### GIVEN DATA
__________________________________________________
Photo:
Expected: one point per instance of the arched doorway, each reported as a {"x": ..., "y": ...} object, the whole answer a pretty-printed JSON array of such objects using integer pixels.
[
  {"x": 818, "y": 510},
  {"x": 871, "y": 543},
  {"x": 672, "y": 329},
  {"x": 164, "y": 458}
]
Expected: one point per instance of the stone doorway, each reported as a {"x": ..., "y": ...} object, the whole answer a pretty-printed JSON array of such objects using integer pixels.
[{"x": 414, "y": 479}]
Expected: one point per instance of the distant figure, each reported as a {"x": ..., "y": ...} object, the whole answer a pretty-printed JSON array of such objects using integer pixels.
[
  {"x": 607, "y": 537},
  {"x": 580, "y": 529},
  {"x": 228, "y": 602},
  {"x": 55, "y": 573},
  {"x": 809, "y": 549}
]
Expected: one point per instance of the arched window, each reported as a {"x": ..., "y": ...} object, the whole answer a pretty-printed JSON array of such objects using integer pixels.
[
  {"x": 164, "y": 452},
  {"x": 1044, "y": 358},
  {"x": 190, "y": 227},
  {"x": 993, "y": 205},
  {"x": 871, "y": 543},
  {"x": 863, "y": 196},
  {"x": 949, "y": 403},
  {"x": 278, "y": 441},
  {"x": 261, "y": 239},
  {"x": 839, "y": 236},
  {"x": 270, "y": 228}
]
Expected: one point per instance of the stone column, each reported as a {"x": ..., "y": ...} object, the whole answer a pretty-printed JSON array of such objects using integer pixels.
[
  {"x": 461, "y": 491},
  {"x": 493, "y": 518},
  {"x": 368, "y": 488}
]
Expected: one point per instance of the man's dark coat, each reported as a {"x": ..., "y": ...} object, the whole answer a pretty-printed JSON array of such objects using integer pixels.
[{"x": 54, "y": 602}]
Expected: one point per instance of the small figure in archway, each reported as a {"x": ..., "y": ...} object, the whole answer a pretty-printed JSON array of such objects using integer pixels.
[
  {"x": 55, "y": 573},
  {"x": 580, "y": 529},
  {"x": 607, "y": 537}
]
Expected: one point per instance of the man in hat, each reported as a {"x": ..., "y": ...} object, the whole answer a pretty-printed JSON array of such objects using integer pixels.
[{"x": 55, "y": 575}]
__________________________________________________
Rewrite the stretch from the line containing "Expected: one point per instance of the small" through the end of the entries in full, keeping every line and shifting each x and y coordinate in the answers by -123.

Expected: one point per instance of the small figure in archway, each reported as a {"x": ..., "y": ...} object, the whole answer a pretty-printed JSON array of such objects using integer pixels.
[
  {"x": -68, "y": 450},
  {"x": 457, "y": 406},
  {"x": 484, "y": 414}
]
Expected: one point per instance of the man in hat, each reported as a {"x": ..., "y": ...} object, the whole answer a pretty-printed JSON array of such objects using integer pixels.
[{"x": -68, "y": 452}]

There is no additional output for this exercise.